- _Your objective_: Copy the data from its first line through the line containing "[(428, 424), (262, 498)]", inclusive, renaming every "scouting log" to "field log" and keeping everything else unchanged. Omit the pictures.

== Extracted information ==

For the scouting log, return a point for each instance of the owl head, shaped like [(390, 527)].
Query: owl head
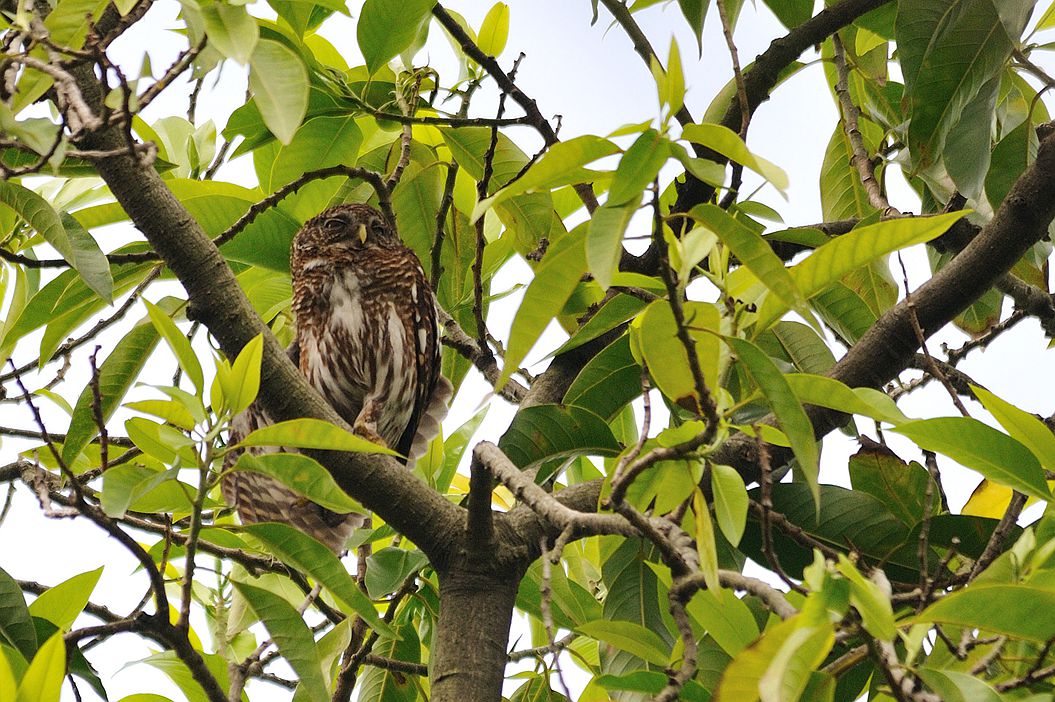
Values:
[(350, 228)]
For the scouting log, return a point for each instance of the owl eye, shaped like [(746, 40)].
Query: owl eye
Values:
[(334, 224), (378, 228)]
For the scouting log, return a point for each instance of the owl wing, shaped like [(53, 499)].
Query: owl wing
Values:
[(259, 497), (433, 390)]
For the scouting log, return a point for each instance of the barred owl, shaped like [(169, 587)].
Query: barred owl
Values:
[(368, 341)]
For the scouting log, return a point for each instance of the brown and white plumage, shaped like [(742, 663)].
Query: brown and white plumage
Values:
[(368, 341)]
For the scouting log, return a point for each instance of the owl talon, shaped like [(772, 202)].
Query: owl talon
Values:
[(368, 434)]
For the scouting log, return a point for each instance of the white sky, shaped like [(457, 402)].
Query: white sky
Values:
[(593, 78)]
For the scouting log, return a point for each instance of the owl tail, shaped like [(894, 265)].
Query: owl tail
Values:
[(428, 424), (262, 498)]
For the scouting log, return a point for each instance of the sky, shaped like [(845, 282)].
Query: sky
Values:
[(591, 76)]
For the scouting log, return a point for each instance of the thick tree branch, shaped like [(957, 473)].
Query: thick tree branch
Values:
[(765, 73), (217, 301), (890, 344)]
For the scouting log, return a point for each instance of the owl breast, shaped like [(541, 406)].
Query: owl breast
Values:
[(363, 351)]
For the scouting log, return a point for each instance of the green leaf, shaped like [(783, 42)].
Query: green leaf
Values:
[(116, 376), (232, 31), (303, 475), (279, 80), (243, 383), (1022, 611), (387, 568), (977, 446), (956, 686), (61, 604), (42, 681), (605, 240), (832, 261), (77, 246), (791, 13), (16, 625), (561, 165), (804, 347), (495, 30), (88, 259), (381, 685), (842, 193), (69, 22), (307, 433), (386, 27), (157, 440), (530, 215), (551, 431), (902, 487), (638, 168), (877, 614), (307, 555), (454, 449), (829, 393), (8, 682), (609, 381), (290, 634), (179, 344), (727, 143), (947, 58), (555, 279), (654, 337), (730, 501), (788, 670), (319, 143), (789, 414), (147, 489), (629, 637), (1023, 427), (742, 679), (753, 252), (1011, 156), (695, 13)]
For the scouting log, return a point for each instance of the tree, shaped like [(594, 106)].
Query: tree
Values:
[(625, 542)]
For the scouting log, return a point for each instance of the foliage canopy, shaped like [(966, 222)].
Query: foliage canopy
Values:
[(708, 352)]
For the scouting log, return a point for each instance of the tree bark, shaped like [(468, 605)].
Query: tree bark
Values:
[(470, 652)]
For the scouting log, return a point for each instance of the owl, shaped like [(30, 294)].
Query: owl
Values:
[(367, 339)]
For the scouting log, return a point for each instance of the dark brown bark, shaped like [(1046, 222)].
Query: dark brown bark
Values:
[(888, 346), (215, 300), (470, 652)]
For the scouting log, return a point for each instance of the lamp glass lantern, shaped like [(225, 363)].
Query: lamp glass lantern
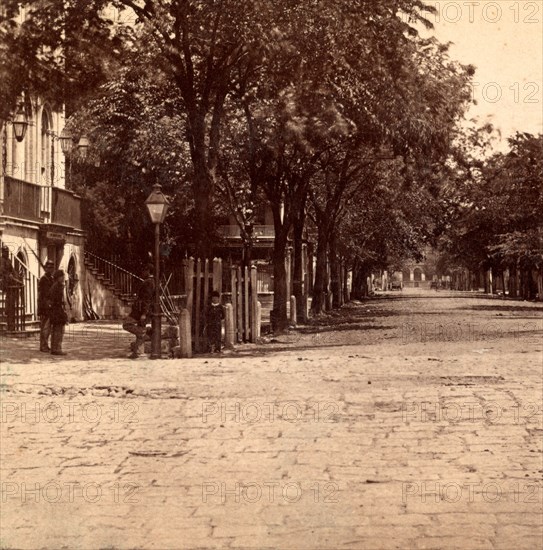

===

- _Solved problem_:
For the field log, return a point for each instance of the owl head, shaped like [(390, 527)].
Query: owl head
Values:
[(350, 228)]
For the field log, return a point for each instance of the owl eye, shaped like [(746, 40)].
Query: owl eye
Values:
[(334, 224), (378, 228)]
For the field log, return a point for each instance of the owl wing, shaped like [(53, 499)].
Query: owl wing
Values:
[(259, 497), (433, 390)]
For the field log, return a point for each instance of the barred owl, shaped like [(169, 587)].
Query: barred owl
Values:
[(368, 341)]
For the field log, return a point for each instance of the brown and white plumage, shaped like [(742, 663)].
Query: brown and white plumage
Values:
[(368, 341)]
For the field log, return a point for each instance of the owl talon, shaped like [(772, 202)].
Query: owl talon
Values:
[(368, 434)]
For the field log, return a point for each instance of the white sky, shaped like [(457, 402)].
Query: white sky
Values:
[(593, 78)]
For the field log, return a point for each instance of the owl tail, shaped like [(894, 265)].
Query: owl tail
Values:
[(428, 424), (262, 498)]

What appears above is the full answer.